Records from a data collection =
▬▬▬▬▬▬

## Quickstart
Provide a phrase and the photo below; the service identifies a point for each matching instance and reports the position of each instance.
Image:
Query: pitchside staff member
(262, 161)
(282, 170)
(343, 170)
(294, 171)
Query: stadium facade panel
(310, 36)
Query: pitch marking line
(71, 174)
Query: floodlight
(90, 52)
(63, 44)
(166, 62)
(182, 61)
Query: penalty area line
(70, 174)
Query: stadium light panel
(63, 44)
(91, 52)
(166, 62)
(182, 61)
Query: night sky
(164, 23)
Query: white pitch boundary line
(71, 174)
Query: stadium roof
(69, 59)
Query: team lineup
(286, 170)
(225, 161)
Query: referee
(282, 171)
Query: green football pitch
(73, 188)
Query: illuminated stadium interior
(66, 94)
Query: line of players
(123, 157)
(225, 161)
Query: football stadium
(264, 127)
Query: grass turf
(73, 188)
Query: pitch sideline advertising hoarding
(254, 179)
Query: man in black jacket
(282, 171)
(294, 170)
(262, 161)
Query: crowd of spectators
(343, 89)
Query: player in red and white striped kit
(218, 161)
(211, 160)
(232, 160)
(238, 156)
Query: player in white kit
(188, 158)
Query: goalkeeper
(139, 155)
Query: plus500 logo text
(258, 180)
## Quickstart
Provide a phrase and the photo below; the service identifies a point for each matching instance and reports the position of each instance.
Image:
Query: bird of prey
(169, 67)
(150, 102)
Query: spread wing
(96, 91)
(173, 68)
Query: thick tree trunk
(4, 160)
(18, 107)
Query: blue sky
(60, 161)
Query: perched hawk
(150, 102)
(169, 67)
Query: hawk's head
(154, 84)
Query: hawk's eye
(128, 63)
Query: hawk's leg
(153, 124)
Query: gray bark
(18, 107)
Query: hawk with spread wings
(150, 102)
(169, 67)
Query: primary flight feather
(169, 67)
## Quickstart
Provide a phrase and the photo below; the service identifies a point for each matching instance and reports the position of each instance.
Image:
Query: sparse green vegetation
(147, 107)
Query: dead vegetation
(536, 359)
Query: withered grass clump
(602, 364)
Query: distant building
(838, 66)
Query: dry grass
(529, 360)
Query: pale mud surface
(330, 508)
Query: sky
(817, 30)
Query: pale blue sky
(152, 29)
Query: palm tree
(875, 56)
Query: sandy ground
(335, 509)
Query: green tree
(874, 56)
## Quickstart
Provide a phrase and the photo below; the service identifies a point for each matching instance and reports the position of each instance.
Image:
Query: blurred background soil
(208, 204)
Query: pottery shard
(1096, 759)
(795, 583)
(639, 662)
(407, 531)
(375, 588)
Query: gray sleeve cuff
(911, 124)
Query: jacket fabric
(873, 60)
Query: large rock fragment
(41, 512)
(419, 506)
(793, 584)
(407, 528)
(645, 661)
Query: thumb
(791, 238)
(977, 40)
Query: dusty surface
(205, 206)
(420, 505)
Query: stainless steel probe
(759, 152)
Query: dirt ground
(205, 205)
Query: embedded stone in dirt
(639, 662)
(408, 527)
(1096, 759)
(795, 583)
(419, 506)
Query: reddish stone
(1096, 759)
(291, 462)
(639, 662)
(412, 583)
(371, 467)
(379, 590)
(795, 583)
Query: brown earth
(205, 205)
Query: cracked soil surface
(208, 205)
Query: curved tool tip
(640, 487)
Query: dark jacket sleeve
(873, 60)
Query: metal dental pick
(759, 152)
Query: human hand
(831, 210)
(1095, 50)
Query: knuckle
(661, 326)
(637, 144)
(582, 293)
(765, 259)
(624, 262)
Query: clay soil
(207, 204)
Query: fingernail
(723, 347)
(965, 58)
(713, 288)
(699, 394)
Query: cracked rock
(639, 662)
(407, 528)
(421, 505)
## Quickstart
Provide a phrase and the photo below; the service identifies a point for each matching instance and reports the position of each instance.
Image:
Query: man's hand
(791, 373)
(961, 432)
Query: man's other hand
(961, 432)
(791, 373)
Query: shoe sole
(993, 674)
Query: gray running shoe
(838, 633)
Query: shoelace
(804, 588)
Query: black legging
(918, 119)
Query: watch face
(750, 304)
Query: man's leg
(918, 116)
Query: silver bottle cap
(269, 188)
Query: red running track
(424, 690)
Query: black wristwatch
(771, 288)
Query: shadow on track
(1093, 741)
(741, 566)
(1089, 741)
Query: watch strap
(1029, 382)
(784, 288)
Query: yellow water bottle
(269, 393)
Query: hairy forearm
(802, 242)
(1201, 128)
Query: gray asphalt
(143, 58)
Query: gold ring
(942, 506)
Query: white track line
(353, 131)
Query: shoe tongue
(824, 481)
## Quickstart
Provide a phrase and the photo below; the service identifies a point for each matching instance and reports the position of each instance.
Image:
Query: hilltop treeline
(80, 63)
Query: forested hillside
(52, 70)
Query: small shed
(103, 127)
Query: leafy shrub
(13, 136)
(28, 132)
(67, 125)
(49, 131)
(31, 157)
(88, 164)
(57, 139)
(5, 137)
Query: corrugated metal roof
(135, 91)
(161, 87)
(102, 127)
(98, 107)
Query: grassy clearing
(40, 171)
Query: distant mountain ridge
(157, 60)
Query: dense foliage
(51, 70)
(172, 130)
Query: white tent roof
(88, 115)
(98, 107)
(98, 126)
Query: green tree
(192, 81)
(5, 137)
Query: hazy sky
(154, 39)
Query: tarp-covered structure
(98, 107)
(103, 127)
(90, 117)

▬▬▬▬▬▬

Assignment = Copy the entries word for word. Leave nothing out.

Answer space =
## Quickstart
Provide a phrase and the photo below; the service identifies a point for each matching instance and reports the position of each instance.
Image:
Query: pitchside staff member
(262, 161)
(282, 170)
(343, 170)
(294, 171)
Query: stadium facade panel
(310, 36)
Query: pitch marking line
(71, 174)
Query: floodlight
(90, 52)
(63, 44)
(166, 62)
(182, 61)
Query: penalty area line
(70, 174)
Query: stadium light panel
(63, 44)
(91, 52)
(166, 62)
(182, 61)
Query: night sky
(164, 23)
Query: white pitch boundary line
(71, 174)
Query: stadium roof
(69, 59)
Query: team lineup
(286, 170)
(225, 161)
Query: referee
(282, 171)
Query: green football pitch
(73, 188)
Query: illuminated stadium interior
(66, 94)
Query: line of players
(123, 157)
(225, 161)
Query: football stadium
(264, 127)
Query: grass turf
(73, 188)
Query: pitch sideline advertising hoarding
(254, 179)
Query: man in black jacket
(282, 171)
(294, 170)
(262, 161)
Query: crowd of spectators
(343, 89)
Query: player in red and white striped kit
(218, 161)
(211, 160)
(232, 160)
(238, 156)
Query: player in white kit
(188, 158)
Query: goalkeeper
(139, 155)
Query: plus500 logo text
(258, 180)
## Quickstart
Provide a phrase and the photo below; the service identifies a point for each matching instance and reports the position of each instance.
Image:
Query: bird of prey
(169, 67)
(150, 102)
Query: spread wing
(96, 91)
(173, 68)
Query: thick tree trunk
(4, 160)
(18, 107)
Query: blue sky
(60, 161)
Query: perched hawk
(150, 102)
(169, 67)
Query: hawk's head
(154, 84)
Query: hawk's eye
(128, 63)
Query: hawk's leg
(153, 124)
Query: gray bark
(18, 107)
Query: hawk with spread wings
(150, 102)
(169, 67)
Query: primary flight feather
(169, 67)
## Quickstart
Provide a phrase and the photo below; the service identifies a point for each matching instance and reports the position of each instance.
Image:
Query: sparse green vegetation
(147, 107)
Query: dead vegetation
(536, 359)
Query: withered grass clump
(602, 364)
Query: distant building
(838, 66)
Query: dry grass
(529, 360)
Query: pale mud surface
(330, 508)
Query: sky
(817, 30)
Query: pale blue sky
(152, 29)
Query: palm tree
(875, 56)
Query: sandy ground
(335, 509)
Query: green tree
(874, 56)
## Quickstart
Provide a phrase and the photo below; the service identifies a point for each matching instance and reports the position of each instance.
Image:
Query: blurred background soil
(208, 204)
Query: pottery shard
(1096, 759)
(795, 583)
(639, 662)
(407, 531)
(375, 588)
Query: gray sleeve cuff
(911, 124)
Query: jacket fabric
(873, 60)
Query: large rock fragment
(41, 512)
(419, 506)
(793, 584)
(407, 528)
(645, 661)
Query: thumb
(791, 238)
(977, 40)
Query: dusty surface
(205, 206)
(420, 505)
Query: stainless steel probe
(759, 152)
Query: dirt ground
(205, 205)
Query: embedded stone in dirt
(639, 662)
(408, 527)
(1096, 759)
(795, 583)
(419, 506)
Query: reddish stone
(1096, 759)
(291, 462)
(639, 662)
(412, 583)
(371, 467)
(379, 590)
(795, 583)
Query: brown earth
(205, 205)
Query: cracked soil surface
(208, 205)
Query: curved tool tip
(640, 487)
Query: dark jacket sleeve
(873, 60)
Query: metal dental pick
(759, 152)
Query: human hand
(831, 210)
(1095, 50)
Query: knuckle
(661, 326)
(637, 144)
(582, 293)
(765, 259)
(624, 262)
Query: clay soil
(207, 204)
Query: fingernail
(723, 347)
(965, 58)
(713, 288)
(699, 394)
Query: cracked rock
(639, 662)
(407, 528)
(421, 505)
## Quickstart
Provide a phrase and the photo below; the service identifies a point for each matching instance and reports the position of each instance.
Image:
Query: man's hand
(791, 373)
(961, 432)
Query: man's other hand
(961, 432)
(791, 373)
Query: shoe sole
(993, 674)
Query: gray running shoe
(838, 633)
Query: shoelace
(804, 588)
Query: black legging
(918, 119)
Query: watch face
(750, 304)
Query: man's leg
(918, 116)
Query: silver bottle cap
(269, 188)
Query: red running track
(424, 690)
Query: black wristwatch
(771, 288)
Query: shadow on track
(1093, 741)
(741, 566)
(1089, 741)
Query: watch strap
(1029, 382)
(784, 288)
Query: yellow water bottle
(269, 393)
Query: hairy forearm
(802, 242)
(1201, 128)
Query: gray asphalt
(143, 58)
Query: gold ring
(942, 506)
Query: white track line
(353, 131)
Query: shoe tongue
(824, 481)
## Quickstart
Provide a phrase and the photo below; the service identifies a point for each matching instance and reports the position of each instance.
Image:
Query: hilltop treeline
(80, 63)
Query: forested hillside
(52, 70)
Query: small shed
(103, 127)
Query: leafy shrub
(13, 136)
(28, 132)
(67, 125)
(49, 131)
(31, 157)
(88, 164)
(57, 139)
(5, 137)
Query: corrugated metal roof
(135, 91)
(161, 87)
(102, 127)
(98, 107)
Query: grassy clearing
(40, 171)
Query: distant mountain ridge
(157, 60)
Query: dense foliage
(51, 70)
(172, 130)
Query: white tent roof
(88, 115)
(98, 107)
(98, 126)
Query: green tree
(192, 81)
(5, 137)
Query: hazy sky
(154, 39)
Query: tarp-covered structure
(98, 107)
(103, 127)
(90, 117)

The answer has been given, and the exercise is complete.